Excerpt provided →
--- BEGIN ---

Saturday, July 01, 2006

Documentary Recomendation

If you haven't seen Why We Fight, a relatively new documentary about the American war machine, put it at the top of your Netflix queue. Watch it, and then watch Triumph of the Will, Leni Reifenstahl's classic Nazi propaganda film which documents the 1934 Nuremberg Party Rally. The juxtaposition, while overtly pedagogical, will totally creep you out. Not that you need any reminding, but you'll realize immediately how we write in the shadows of an empire.

Among other things, the films called to mind this statement Charles Wright once made. No matter how you feel about his work, the guy's gotta hell of an ear for truth. Yes, truth.

--- END ---

What you have to do → Restate the stretch from "If you haven't" through "of an empire." in the documentary recommendation above, switching "Netflix" to "library".

Extracted material →
--- BEGIN ---

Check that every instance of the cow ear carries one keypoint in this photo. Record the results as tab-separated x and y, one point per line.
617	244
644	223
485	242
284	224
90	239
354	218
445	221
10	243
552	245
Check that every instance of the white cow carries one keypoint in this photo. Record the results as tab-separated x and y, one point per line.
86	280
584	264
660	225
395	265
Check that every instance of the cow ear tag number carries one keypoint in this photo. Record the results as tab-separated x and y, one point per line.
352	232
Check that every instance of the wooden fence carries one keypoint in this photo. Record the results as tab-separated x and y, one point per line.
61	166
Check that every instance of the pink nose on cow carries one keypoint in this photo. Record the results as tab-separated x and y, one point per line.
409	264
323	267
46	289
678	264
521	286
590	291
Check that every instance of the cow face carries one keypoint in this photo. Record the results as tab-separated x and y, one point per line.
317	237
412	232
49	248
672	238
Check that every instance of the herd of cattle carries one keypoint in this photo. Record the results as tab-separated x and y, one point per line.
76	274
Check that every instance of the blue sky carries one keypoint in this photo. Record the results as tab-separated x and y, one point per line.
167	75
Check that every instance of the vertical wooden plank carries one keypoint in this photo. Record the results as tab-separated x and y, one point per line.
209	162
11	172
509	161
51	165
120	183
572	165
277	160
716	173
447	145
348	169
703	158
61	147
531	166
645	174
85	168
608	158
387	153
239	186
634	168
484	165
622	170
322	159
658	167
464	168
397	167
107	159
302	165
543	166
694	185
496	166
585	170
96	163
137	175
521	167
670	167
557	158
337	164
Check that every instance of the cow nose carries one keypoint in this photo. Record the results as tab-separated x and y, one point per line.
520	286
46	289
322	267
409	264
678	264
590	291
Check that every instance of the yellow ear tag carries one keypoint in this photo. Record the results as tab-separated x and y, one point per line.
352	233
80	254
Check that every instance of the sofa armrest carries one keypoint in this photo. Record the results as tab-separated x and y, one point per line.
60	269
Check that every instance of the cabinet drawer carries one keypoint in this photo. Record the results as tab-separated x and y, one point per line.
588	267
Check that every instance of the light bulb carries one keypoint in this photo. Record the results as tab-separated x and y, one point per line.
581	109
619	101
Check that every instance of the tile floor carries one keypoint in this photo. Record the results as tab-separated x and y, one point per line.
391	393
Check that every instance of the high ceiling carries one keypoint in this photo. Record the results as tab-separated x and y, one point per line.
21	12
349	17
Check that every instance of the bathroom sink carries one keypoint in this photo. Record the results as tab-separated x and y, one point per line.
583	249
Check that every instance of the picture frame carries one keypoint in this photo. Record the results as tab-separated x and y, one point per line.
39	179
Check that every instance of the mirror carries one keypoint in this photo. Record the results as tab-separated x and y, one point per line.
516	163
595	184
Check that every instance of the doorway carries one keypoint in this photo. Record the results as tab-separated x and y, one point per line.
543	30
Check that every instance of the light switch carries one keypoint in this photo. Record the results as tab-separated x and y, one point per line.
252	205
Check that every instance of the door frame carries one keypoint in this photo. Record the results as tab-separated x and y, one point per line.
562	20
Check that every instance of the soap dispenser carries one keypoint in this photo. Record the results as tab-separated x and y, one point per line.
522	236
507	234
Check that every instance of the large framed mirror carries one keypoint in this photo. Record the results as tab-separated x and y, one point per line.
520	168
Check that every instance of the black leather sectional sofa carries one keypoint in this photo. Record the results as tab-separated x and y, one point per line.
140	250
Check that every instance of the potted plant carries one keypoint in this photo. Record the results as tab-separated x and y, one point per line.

--- END ---

Output for this task →
If you haven't seen Why We Fight, a relatively new documentary about the American war machine, put it at the top of your library queue. Watch it, and then watch Triumph of the Will, Leni Reifenstahl's classic Nazi propaganda film which documents the 1934 Nuremberg Party Rally. The juxtaposition, while overtly pedagogical, will totally creep you out. Not that you need any reminding, but you'll realize immediately how we write in the shadows of an empire.